Problems:
• 1. From the passage on Floetrol substitutes, quote the portion that begins at the words "Frequently Asked Questions" and stops after the words "of your choice.".
• 2. According to the passage on Floetrol substitutes, what kind of finish does Mod Podge give a painting?

Provided text:
········
As was expected, Liquitex pouring medium won the day, but we got some excellent new options to try out in our next pours!

Frequently Asked Questions About Floetrol for Acrylic Pouring

Is Mod Podge a good pouring medium?

Yes, Mod Podge is considered to be an ideal Floetrol substitute. Not only is it fairly affordable, but it also give a glossy finish to your painting. Moreover, if you want you can use it as it is by adding a splash of water, or can mix it with other pouring mediums of your choice.

Can I make my own acrylic pouring medium?

If you wish to create your own professional pouring mediums, brace yourself for a fun and adventurous ride and yes, for some mistakes and messes on the way. It can be tempting to think that you can create one of the best pouring mediums yourself, and doing away with those expensive pouring mediums that you don’t like anyway. If that sounds like you, here are a few tips from our end –

Try mixing two different pouring mediums like PVA glue and floetrol for acrylic pouring, and see if you like the results. If you find it too think, add a dash of water. If you find it to be lumpy, make sure to strain the pouring medium before using it.

If you want another option, you can try mixing acrylic paint with water. All you need to do is pick the right paint, and ensure that you do not use too much water, and you can easily create fluid art in a medium that us in line with your preferred pouring techniques.

12 thoughts on “Best Alternative Pouring Mediums: Australian Floetrol Substitute”

  1. Great video, it helped me choose and inexpensive alternative for my first attempt at pouring!
········
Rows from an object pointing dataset
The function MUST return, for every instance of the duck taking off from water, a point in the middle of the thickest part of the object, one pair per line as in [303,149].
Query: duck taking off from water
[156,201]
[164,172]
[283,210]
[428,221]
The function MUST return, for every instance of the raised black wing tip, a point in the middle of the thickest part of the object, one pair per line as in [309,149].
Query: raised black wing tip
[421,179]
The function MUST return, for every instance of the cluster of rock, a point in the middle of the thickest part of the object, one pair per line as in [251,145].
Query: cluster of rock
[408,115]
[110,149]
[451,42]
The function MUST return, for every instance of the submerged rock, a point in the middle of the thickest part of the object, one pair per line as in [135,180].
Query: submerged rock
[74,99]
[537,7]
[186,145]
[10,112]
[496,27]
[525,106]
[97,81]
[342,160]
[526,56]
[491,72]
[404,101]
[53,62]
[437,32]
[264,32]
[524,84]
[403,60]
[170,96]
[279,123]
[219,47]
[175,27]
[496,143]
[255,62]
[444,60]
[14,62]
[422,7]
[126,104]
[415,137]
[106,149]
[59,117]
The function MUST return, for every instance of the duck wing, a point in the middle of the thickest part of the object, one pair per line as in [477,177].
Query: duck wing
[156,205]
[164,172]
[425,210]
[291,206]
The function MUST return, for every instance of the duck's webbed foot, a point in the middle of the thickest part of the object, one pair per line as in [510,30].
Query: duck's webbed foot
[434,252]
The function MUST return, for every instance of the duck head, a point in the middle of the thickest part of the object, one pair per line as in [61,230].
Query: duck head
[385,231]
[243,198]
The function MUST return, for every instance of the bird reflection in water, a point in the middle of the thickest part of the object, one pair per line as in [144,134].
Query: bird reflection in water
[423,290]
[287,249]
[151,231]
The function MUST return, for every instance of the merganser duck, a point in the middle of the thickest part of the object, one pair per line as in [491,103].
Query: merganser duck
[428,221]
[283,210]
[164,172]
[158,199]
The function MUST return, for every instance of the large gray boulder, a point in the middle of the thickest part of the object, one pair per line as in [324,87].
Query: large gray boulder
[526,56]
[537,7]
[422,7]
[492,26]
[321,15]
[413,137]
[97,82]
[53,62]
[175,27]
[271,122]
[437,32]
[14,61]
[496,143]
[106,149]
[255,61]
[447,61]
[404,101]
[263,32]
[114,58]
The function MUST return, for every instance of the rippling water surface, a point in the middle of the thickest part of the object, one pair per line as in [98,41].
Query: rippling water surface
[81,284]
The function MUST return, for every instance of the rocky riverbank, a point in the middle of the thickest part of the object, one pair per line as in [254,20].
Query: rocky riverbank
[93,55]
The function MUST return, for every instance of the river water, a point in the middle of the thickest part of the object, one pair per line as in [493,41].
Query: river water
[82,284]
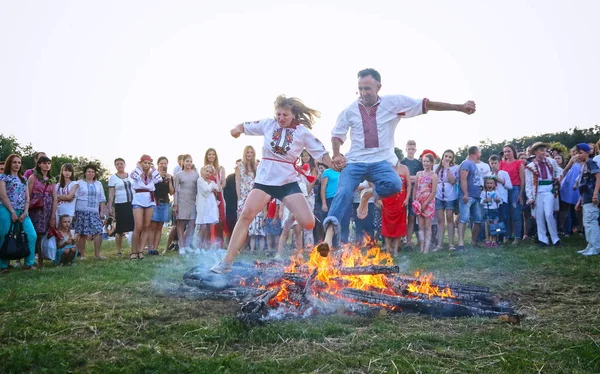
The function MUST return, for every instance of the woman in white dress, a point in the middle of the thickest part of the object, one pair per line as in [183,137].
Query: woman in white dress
[207,211]
[277,176]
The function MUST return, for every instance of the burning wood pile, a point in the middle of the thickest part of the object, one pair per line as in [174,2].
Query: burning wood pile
[346,281]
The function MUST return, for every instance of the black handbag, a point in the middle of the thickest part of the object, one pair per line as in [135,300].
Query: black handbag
[16,245]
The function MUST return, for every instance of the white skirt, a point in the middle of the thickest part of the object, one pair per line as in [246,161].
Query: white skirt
[211,212]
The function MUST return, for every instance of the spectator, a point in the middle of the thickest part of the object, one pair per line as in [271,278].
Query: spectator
[66,190]
[66,250]
[503,188]
[469,195]
[245,173]
[184,202]
[36,157]
[491,202]
[540,176]
[43,201]
[14,196]
[414,166]
[329,187]
[163,189]
[569,194]
[423,200]
[307,159]
[91,202]
[207,212]
[211,158]
[393,225]
[588,188]
[120,193]
[446,198]
[516,172]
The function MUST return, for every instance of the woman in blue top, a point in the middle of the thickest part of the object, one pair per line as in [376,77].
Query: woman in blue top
[14,196]
[569,193]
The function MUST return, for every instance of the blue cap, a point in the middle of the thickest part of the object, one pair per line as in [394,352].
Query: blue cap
[583,147]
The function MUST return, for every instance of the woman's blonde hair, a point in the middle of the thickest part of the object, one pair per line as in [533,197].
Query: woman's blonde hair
[303,114]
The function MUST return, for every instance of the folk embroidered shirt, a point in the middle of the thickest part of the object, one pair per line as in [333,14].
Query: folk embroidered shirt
[281,149]
[372,128]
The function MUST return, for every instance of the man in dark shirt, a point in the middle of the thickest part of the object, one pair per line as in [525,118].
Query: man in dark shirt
[414,166]
[589,186]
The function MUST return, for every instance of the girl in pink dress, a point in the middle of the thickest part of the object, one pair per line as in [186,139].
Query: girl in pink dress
[423,201]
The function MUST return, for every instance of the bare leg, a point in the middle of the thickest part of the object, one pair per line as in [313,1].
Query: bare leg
[255,202]
[81,239]
[363,207]
[97,244]
[450,222]
[422,234]
[441,229]
[119,242]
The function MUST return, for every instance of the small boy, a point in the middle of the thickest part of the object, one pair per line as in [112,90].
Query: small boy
[588,189]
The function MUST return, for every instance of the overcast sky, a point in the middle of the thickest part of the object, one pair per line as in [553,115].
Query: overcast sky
[120,78]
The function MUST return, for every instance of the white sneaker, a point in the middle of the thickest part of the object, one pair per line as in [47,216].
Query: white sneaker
[591,252]
[221,267]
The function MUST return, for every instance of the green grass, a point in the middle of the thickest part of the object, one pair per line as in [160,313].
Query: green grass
[115,316]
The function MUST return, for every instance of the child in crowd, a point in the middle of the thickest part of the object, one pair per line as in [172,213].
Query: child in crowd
[423,201]
[589,185]
[207,212]
[272,224]
[491,201]
[503,185]
[66,250]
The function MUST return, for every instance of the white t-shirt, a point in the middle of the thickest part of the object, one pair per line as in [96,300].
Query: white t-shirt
[285,146]
[372,129]
[493,204]
[66,207]
[484,169]
[123,188]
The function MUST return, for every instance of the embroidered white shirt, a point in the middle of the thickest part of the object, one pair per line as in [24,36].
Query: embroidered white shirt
[145,185]
[372,129]
[282,144]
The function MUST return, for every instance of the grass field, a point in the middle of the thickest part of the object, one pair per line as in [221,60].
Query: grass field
[114,316]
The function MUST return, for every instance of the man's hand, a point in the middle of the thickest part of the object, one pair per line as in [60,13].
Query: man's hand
[469,107]
[236,132]
[339,162]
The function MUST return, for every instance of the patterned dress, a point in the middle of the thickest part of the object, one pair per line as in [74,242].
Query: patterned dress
[246,184]
[424,188]
[41,216]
········
Outputs in order:
• 1.
Frequently Asked Questions About Floetrol for Acrylic Pouring

Is Mod Podge a good pouring medium?

Yes, Mod Podge is considered to be an ideal Floetrol substitute. Not only is it fairly affordable, but it also give a glossy finish to your painting. Moreover, if you want you can use it as it is by adding a splash of water, or can mix it with other pouring mediums of your choice.

• 2. A glossy finish.